§ Stated goal: Can you give the items below again with each "Reviewer note" swapped for "Checker note" and everything else left unchanged?

§ Data entries:
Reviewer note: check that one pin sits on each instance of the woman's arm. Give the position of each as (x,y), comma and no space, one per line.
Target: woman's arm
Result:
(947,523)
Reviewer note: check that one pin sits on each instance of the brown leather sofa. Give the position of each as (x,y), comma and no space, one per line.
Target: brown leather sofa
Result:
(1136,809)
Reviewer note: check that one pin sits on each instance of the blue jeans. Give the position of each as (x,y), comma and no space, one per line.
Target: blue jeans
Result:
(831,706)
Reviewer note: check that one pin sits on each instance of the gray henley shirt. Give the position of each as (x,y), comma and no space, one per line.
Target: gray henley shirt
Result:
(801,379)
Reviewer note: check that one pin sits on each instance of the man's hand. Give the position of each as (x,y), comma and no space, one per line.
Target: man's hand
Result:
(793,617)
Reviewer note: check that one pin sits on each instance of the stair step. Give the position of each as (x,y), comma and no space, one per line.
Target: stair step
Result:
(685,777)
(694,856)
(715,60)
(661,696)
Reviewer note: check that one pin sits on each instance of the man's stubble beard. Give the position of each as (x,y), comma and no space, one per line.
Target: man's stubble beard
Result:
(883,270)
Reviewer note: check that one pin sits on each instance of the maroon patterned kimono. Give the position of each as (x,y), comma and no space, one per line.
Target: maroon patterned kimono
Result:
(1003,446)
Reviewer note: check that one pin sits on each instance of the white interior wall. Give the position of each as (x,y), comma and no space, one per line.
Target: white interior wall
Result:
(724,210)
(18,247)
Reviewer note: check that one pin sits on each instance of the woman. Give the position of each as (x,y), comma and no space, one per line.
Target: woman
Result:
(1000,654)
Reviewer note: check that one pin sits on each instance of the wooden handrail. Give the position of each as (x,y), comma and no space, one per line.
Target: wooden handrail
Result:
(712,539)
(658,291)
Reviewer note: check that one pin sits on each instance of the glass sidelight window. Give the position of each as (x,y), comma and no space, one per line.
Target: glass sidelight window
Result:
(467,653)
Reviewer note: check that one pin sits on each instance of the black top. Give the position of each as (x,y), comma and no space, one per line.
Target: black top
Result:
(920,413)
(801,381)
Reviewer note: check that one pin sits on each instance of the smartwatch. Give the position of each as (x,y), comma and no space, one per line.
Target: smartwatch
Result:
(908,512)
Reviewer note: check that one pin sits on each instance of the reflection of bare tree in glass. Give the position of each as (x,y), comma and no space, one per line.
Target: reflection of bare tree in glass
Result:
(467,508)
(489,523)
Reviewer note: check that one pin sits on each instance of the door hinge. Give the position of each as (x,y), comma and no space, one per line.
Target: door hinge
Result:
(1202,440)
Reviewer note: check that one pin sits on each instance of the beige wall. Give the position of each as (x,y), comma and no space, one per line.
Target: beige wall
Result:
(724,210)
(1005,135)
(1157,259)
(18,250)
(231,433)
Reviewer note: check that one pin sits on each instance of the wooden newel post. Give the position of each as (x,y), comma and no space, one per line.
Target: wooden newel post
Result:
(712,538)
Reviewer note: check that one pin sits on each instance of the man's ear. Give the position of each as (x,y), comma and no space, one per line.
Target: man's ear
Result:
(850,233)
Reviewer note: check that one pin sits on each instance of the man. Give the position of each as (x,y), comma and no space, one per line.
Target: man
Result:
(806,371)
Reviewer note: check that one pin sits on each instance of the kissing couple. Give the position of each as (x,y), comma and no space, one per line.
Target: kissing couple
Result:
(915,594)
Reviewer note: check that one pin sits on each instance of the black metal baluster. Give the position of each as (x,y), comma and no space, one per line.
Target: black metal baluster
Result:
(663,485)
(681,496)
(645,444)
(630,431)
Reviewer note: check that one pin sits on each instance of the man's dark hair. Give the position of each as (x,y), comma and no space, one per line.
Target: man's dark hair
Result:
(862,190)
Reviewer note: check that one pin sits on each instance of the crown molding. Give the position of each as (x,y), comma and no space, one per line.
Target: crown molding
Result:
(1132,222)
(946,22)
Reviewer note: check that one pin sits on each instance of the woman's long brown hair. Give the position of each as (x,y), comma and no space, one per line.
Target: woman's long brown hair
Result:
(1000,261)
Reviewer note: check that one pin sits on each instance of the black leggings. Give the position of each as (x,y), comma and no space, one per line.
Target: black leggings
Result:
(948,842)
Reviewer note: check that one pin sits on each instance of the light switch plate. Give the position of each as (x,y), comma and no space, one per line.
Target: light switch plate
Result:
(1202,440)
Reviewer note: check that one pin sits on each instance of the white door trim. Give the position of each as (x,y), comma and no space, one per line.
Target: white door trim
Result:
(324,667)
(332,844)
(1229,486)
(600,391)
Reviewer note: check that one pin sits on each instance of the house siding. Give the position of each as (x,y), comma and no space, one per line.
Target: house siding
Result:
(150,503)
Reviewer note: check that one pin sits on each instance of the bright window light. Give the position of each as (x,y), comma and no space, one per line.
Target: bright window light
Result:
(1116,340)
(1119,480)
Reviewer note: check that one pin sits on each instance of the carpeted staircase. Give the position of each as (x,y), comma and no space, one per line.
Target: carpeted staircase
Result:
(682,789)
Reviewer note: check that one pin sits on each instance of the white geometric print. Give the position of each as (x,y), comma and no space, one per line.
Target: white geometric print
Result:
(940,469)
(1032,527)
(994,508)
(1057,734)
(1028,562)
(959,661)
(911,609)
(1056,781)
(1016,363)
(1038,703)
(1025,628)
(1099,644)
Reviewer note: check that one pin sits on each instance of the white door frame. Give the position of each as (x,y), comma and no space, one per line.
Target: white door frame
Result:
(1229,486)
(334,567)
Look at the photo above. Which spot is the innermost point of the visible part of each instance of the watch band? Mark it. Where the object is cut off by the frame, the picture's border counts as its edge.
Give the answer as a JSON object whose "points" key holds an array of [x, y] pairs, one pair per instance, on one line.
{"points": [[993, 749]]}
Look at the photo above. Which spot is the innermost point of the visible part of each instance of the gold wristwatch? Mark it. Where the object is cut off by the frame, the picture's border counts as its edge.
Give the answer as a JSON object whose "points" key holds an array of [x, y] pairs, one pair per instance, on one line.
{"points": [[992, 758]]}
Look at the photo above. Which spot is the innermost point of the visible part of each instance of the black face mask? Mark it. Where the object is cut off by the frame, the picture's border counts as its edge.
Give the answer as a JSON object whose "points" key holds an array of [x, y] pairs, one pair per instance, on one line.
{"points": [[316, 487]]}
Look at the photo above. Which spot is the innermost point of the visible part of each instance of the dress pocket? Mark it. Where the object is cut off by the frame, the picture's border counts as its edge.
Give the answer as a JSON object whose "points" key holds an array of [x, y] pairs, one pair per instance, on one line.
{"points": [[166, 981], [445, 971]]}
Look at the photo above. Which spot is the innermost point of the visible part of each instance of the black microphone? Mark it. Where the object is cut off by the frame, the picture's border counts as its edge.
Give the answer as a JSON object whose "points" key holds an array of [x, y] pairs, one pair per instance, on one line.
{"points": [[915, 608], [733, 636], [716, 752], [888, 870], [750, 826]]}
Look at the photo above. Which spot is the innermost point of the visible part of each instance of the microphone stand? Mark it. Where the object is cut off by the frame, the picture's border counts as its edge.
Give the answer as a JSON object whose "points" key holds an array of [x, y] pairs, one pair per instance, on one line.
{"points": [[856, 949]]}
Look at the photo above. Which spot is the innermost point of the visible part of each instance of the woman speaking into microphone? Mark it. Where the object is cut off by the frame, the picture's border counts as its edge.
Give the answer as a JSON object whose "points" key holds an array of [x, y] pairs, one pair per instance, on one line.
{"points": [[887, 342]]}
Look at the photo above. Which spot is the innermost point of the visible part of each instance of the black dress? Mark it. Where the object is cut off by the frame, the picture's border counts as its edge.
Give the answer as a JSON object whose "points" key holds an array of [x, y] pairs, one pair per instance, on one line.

§ Answer to this exercise:
Checker note: check that one pin sits on each instance of the woman's arm. Give the position of each as (x,y), comma and no space, one per line.
Target: woman's arm
Result:
(947,523)
Checker note: check that one pin sits on each instance of the brown leather sofa. Give the position of each as (x,y), comma and no space, one per line.
Target: brown leather sofa
Result:
(1136,809)
Checker note: check that one pin sits on each instance of the blue jeans. Give the position of each as (x,y), comma and no space, one per line.
Target: blue jeans
Result:
(831,706)
Checker note: check that one pin sits on each instance of the gray henley shirt. Give the position of each as (x,y), comma and no space, one per line.
Target: gray henley shirt
Result:
(801,379)
Checker note: check that one pin sits on each instance of the man's hand. Give the position of each as (x,y), comma and no space, one per line.
Target: man's hand
Result:
(793,617)
Checker note: check that one pin sits on each instance of the stair step. Give the position of each as (x,y), comma and no space, one per line.
Target: stair step
Result:
(685,777)
(694,856)
(715,60)
(661,696)
Checker note: check that one pin sits on each instance of the man's stubble beard. Give the position of each as (x,y), comma and no space, one per line.
Target: man's stubble beard
Result:
(883,270)
Checker note: check that one pin sits on each instance of the maroon patterned kimono. Give the position of each as (x,y), comma and no space, one per line.
Target: maroon patterned kimono
Result:
(1003,446)
Checker note: check that one pin sits on each instance of the white interior wall. Give the position of each as (x,y), comma and no space, one per line.
Target: white interior wall
Result:
(724,210)
(18,247)
Checker note: check that one pin sits on each instance of the woman. Give the position of each as (x,y), comma and no space, one per line.
Target: woman
Result:
(1000,654)
Checker note: check that one pin sits on each instance of the wooden handrail. Give the position of each as (x,y), comma and no space, one per line.
Target: wooden handrail
Result:
(712,539)
(658,291)
Checker note: check that one pin sits on each instance of the glass sidelight window. Give the position of each as (x,y), comma and no space, one per line.
Target: glass sidelight window
Result:
(467,653)
Checker note: check that one pin sits on each instance of the black top. Give the position of each as (x,y), comma and no space, one per line.
Target: black top
Result:
(920,413)
(801,381)
Checker note: check that one pin sits on each instance of the smartwatch. Give the position of each as (x,y), comma and no space, one per line.
Target: smartwatch
Result:
(908,512)
Checker note: check that one pin sits on each instance of the reflection of bare tree in glass. Give the position of each as (x,y), comma and no space, one per line.
Target: reflection of bare tree in glass
Result:
(467,508)
(489,523)
Checker note: check that one pin sits on each instance of the door hinge. Give the position of each as (x,y), comma and no space, one per line.
Target: door hinge
Result:
(1202,440)
Checker note: check that one pin sits on each instance of the beige wall. Give the position of each as (x,y), comma and no space, one per line.
Target: beige wall
Result:
(724,210)
(1005,135)
(1157,259)
(18,250)
(231,433)
Checker note: check that one pin sits on each instance of the wooden newel post. Give the position of each as (x,y), comma and no space, one per line.
Target: wooden newel post
Result:
(712,538)
Checker note: check that one pin sits on each instance of the man's ear. Give the position of each as (x,y), comma and no space, one per line.
Target: man's ear
Result:
(850,233)
Checker note: check that one pin sits on each instance of the man. Give the position of each as (x,y), comma and no space, one per line.
Target: man
Result:
(806,371)
Checker note: check that one pin sits on each instance of the kissing couple. Give the position of each as (x,y), comma and no space, one per line.
Target: kissing couple
Result:
(915,594)
Checker note: check that one pin sits on each instance of the black metal baluster. Give the position of each as (x,y), comma and no space, one per line.
Target: black metal baluster
Result:
(663,485)
(681,496)
(645,444)
(630,431)
Checker note: check that one pin sits on each instance of the man's dark hair. Give the position of each as (x,y), comma and no space, one per line.
Target: man's dark hair
Result:
(862,190)
Checker note: check that one pin sits on each instance of the crown molding. Give the position of each as (x,y), comma and no space, one per line.
Target: crown molding
Result:
(1132,222)
(946,22)
Checker note: check that one pin sits on each instance of the woman's long brown hair. Give the position of each as (x,y), comma and no space, one per line.
Target: woman's long brown hair
Result:
(1000,261)
Checker note: check that one pin sits on each instance of the black leggings. Give the position of each as (x,y), comma and no space, one per line.
Target: black leggings
Result:
(948,842)
Checker note: check that one pin sits on each instance of the light switch plate. Give the position of each as (x,y), comma and no space, one per line.
Target: light switch plate
Result:
(1202,440)
Checker note: check that one pin sits on each instance of the white door trim. Give the position of each as (x,y), comma and no space, one per line.
Target: white door trim
Result:
(324,667)
(332,844)
(1229,486)
(600,391)
Checker note: check that one pin sits on each instance of the house siding. Give the position of each as (x,y), comma and no space, one per line.
Target: house siding
Result:
(150,503)
Checker note: check that one pin sits on each instance of the bright window light. Give the position of each as (x,y), comma and no space, one per line.
Target: bright window light
Result:
(1116,340)
(1119,480)
Checker note: check that one pin sits on each instance of the carpeted staircase. Give the position of each as (x,y), comma and no space, one per line.
Target: carpeted staircase
Result:
(682,789)
Checker note: check that one pin sits on each instance of the white geometric print. Give the position of each as (x,y), comma and no space, one per line.
Target: white geometric print
Result:
(940,469)
(1032,527)
(994,508)
(1057,734)
(1028,562)
(959,661)
(911,609)
(1056,781)
(1016,363)
(1038,703)
(1025,628)
(1099,644)
Checker note: check that one pin sits on each instance of the white door frame. Give the position of each as (x,y), comma and no space, one per line.
Target: white door frame
Result:
(1229,486)
(334,567)
Look at the photo above. Which spot is the innermost point of the visible part of each instance of the watch band? Mark it. Where the object is cut off by the frame, the picture's border counts as its edge.
Give the answer as a JSON object whose "points" key holds an array of [x, y] pairs, one pair per instance, on one line.
{"points": [[993, 749]]}
Look at the photo above. Which spot is the innermost point of the visible part of each instance of the gold wristwatch? Mark it. Where the object is cut off by the frame, the picture's border counts as its edge.
Give the answer as a JSON object whose "points" key holds an array of [x, y] pairs, one pair per instance, on one line.
{"points": [[992, 758]]}
Look at the photo above. Which spot is the innermost point of the visible part of each instance of the black face mask? Mark it. Where the object is cut off by the frame, the picture's border counts as its edge.
Give the answer as a JSON object whose "points" key holds an array of [x, y] pairs, one pair per instance, on one line.
{"points": [[316, 487]]}
Look at the photo above. Which spot is the innermost point of the visible part of each instance of the dress pocket? Mark it. Where the object is cut off by the frame, the picture's border counts as its edge.
Give the answer as a JSON object whose "points" key holds an array of [x, y] pairs, one pair per instance, on one line.
{"points": [[166, 981], [445, 971]]}
Look at the photo above. Which spot is the innermost point of the visible part of each instance of the black microphone? Mark it. Where the object is cut off by the frame, the picture's border counts as its edge.
Give the answer as a JSON object whose "points" key holds an array of [x, y] pairs, one pair per instance, on one line.
{"points": [[915, 608], [733, 636], [716, 752], [888, 870], [750, 826]]}
Look at the photo above. Which spot is the innermost point of the visible part of each instance of the microphone stand? Mark it. Where the object is cut off by the frame, the picture's border counts as its edge.
Give the answer as a JSON object whose "points" key holds an array of [x, y] pairs, one pair per instance, on one line.
{"points": [[856, 949]]}
Look at the photo above. Which spot is the innermost point of the visible part of each instance of the woman speaking into microphone? Mark it. Where the object is cut off by the frame, the picture's border counts as its edge.
Give the answer as a JSON object whose "points" key holds an array of [x, y] pairs, one pair per instance, on one line.
{"points": [[887, 342]]}
Look at the photo above. Which spot is the innermost point of the visible part of each instance of the black dress? Mark it. Where the object is cut off by the frame, the picture's border counts as its edge.
Give the answer as a JSON object whose "points" key holds an array of [x, y] pairs, one pair per instance, on one line.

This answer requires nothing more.